__Text section__:
+ + +

The New Zealand “Socialists” Who Govern Like Neoliberals

Since releasing its budget substantially boosting welfare last week, leading figures in New Zealand’s Labour Party have been painting themselves as socialists overturning the country’s neoliberal order. But a closer look at the details shows how Labour plays a central role in that neoliberal order.

New Zealand Government Delivers Budget 2021

Prime Minister Jacinda Ardern delivered New Zealand’s 2021 budget at Parliament on May 20, 2021 in Wellington, New Zealand. (Hagen Hopkins / Getty Images)


The revival of socialism in mainstream politics has been one of the bigger developments of the last five years. Bernie Sanders’s two presidential campaigns sparked a series of elections of democratic socialists at every level of US government. Jeremy Corbyn’s leadership led to a surge in left-wing membership in the UK Labour Party and ongoing wins by the party’s socialists in local governments all over the country. Now, the New Zealand Labour Party is getting in on the act, too.

+ + +

__Data for analysis__:
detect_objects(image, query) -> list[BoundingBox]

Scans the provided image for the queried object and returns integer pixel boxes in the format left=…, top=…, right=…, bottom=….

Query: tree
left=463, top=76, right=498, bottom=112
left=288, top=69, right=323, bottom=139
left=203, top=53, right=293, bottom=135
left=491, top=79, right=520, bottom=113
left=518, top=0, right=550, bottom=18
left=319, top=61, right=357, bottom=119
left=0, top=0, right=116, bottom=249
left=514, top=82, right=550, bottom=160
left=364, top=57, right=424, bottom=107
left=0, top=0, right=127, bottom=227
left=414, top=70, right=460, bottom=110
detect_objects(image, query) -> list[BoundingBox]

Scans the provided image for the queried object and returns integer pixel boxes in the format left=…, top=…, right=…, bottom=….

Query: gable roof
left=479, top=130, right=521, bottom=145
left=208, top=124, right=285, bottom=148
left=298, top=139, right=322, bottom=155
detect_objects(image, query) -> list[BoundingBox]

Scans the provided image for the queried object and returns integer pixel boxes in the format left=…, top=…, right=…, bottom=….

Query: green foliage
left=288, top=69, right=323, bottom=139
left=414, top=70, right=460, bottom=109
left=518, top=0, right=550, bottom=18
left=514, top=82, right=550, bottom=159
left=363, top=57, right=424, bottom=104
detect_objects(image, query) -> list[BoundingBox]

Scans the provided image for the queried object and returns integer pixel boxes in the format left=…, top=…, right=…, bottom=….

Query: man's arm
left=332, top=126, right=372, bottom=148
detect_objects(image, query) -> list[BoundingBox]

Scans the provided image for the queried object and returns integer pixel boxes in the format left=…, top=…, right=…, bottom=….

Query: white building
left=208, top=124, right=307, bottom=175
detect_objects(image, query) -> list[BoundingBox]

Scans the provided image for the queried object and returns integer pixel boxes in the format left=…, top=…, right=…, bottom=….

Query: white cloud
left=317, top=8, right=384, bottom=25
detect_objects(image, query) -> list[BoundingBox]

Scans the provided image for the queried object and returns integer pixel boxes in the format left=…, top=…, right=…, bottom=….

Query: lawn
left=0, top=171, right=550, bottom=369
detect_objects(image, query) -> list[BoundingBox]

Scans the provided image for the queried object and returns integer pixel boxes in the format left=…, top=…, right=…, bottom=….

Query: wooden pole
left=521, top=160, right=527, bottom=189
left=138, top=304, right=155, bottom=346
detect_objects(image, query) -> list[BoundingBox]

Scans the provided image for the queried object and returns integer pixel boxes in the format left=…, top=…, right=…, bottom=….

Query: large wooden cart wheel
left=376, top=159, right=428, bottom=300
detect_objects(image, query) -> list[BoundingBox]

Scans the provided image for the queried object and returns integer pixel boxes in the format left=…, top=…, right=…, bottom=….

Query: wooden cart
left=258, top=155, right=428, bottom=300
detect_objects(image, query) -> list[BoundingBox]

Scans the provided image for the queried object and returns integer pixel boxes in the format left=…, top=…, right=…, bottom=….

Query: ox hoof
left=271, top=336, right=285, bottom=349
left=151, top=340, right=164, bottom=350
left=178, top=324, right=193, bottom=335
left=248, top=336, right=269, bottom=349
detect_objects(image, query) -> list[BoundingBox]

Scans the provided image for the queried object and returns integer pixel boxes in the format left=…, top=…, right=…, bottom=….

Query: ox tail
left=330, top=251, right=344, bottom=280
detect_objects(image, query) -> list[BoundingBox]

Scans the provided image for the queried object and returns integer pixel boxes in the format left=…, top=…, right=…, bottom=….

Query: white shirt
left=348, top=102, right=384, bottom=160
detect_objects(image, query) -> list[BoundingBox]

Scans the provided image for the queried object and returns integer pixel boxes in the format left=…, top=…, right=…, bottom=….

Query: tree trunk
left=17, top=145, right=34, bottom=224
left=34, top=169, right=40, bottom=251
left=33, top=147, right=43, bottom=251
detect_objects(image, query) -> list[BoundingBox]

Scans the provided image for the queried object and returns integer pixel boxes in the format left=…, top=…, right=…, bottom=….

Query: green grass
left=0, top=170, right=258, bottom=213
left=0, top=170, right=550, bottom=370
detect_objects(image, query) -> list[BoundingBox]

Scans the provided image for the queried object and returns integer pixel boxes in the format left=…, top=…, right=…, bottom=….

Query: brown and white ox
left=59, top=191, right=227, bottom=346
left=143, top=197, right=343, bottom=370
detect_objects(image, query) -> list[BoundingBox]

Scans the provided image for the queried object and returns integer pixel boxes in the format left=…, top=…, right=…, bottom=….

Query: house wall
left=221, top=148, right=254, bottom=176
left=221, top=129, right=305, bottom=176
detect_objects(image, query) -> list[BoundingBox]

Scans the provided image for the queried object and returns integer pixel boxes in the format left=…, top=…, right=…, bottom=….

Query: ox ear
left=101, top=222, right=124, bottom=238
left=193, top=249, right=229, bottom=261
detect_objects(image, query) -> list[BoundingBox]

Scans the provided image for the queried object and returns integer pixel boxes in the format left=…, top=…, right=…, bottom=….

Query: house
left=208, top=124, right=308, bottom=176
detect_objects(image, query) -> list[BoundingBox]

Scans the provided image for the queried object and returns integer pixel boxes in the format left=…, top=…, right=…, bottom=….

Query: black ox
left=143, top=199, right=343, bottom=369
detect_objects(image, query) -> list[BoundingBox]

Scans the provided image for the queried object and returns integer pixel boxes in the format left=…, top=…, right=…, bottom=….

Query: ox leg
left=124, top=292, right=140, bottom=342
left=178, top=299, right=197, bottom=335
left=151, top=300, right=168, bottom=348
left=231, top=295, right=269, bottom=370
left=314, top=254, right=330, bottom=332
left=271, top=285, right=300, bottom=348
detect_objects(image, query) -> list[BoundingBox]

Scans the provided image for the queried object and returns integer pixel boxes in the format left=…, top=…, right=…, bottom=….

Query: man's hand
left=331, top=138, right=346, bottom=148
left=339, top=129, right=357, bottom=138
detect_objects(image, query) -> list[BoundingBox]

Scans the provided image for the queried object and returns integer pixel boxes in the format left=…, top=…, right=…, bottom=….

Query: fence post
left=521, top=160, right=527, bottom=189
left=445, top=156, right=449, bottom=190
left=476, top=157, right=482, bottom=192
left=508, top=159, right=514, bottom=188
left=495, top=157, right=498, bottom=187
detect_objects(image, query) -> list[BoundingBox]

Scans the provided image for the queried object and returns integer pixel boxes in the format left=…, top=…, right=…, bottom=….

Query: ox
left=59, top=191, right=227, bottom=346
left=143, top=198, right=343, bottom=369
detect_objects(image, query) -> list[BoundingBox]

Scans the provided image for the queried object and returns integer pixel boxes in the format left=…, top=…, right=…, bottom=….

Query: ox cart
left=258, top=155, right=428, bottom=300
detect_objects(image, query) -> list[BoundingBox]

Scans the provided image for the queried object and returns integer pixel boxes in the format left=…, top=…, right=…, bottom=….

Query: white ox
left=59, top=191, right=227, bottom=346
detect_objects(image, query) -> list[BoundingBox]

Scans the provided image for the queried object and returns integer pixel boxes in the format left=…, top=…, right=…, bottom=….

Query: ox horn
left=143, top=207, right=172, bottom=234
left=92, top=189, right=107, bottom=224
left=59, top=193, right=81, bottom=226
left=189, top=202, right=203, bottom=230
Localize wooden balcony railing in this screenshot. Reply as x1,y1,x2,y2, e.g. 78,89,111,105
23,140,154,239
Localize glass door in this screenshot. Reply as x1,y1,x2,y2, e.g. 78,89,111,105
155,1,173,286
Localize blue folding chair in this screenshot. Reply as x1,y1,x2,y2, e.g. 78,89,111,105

+ + +

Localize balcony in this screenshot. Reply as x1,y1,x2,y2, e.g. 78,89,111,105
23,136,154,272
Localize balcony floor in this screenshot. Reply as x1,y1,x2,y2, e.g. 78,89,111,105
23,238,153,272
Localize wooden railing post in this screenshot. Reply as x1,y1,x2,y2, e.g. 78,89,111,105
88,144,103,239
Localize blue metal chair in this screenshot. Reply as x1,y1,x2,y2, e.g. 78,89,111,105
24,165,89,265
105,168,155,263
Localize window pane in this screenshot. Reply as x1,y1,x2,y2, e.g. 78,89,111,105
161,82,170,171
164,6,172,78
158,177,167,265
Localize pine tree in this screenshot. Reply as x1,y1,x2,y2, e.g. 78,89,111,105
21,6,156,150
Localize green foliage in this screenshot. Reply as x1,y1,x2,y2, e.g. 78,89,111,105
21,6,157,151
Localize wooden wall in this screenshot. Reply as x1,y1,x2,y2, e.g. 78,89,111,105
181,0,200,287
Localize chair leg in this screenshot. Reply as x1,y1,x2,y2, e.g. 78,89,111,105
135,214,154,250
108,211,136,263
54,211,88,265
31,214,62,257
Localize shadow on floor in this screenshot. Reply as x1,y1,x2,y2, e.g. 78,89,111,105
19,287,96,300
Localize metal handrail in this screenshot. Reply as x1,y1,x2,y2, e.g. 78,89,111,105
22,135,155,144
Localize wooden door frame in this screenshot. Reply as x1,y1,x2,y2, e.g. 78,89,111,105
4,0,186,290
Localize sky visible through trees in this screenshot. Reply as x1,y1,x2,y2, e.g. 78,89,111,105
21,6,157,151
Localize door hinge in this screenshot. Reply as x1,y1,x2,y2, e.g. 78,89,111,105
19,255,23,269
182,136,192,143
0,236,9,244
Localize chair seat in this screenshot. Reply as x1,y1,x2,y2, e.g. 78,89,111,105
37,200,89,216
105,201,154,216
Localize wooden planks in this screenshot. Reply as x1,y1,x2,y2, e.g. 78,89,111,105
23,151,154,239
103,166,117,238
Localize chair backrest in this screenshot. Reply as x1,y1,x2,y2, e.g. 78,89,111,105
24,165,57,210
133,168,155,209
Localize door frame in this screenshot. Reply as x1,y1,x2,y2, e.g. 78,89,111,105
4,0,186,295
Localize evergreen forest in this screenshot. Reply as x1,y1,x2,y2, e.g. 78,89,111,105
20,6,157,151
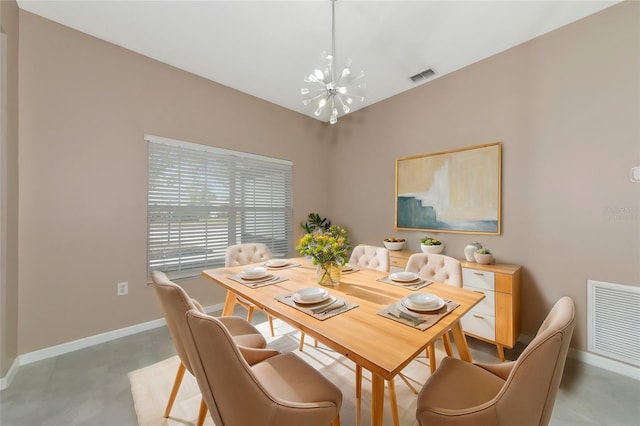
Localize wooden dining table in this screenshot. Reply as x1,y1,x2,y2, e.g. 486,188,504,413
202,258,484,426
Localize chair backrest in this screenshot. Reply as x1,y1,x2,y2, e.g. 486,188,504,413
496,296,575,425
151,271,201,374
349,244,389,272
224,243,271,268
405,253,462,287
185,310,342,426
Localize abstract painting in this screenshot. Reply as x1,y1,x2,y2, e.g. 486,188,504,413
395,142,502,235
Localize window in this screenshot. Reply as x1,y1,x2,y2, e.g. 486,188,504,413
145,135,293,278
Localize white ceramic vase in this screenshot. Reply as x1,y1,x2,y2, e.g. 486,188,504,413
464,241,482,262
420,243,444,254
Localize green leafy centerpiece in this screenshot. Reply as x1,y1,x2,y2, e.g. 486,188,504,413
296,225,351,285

+ + +

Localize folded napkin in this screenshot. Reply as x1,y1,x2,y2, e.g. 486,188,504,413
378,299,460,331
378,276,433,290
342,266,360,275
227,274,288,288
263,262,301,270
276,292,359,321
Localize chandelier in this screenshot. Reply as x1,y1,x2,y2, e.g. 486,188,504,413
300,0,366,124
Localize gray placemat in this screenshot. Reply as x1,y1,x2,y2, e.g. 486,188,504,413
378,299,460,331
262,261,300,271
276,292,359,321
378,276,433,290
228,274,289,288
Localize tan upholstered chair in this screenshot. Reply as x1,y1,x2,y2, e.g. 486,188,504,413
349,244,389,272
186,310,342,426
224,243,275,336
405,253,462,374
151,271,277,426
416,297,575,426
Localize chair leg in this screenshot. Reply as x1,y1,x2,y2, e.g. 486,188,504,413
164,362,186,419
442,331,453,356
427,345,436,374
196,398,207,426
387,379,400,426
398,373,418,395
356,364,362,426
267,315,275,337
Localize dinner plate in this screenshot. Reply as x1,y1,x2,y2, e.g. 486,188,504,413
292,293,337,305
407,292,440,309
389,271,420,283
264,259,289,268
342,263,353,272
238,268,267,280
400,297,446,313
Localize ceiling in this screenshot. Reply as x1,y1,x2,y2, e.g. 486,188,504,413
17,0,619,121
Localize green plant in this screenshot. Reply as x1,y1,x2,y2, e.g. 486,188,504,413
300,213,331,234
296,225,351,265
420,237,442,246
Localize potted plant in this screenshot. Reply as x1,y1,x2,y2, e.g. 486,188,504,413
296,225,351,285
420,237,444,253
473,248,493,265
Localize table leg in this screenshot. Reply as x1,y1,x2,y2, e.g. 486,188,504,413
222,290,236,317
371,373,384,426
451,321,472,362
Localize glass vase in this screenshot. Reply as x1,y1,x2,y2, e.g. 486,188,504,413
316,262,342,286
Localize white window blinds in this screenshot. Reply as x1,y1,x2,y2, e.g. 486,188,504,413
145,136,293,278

+ + +

__Problem description__:
According to the article about New Zealand's Labour Party, on what date was the country's 2021 budget delivered? The data comes from a different source than the article.

__Task answer__:
May 20, 2021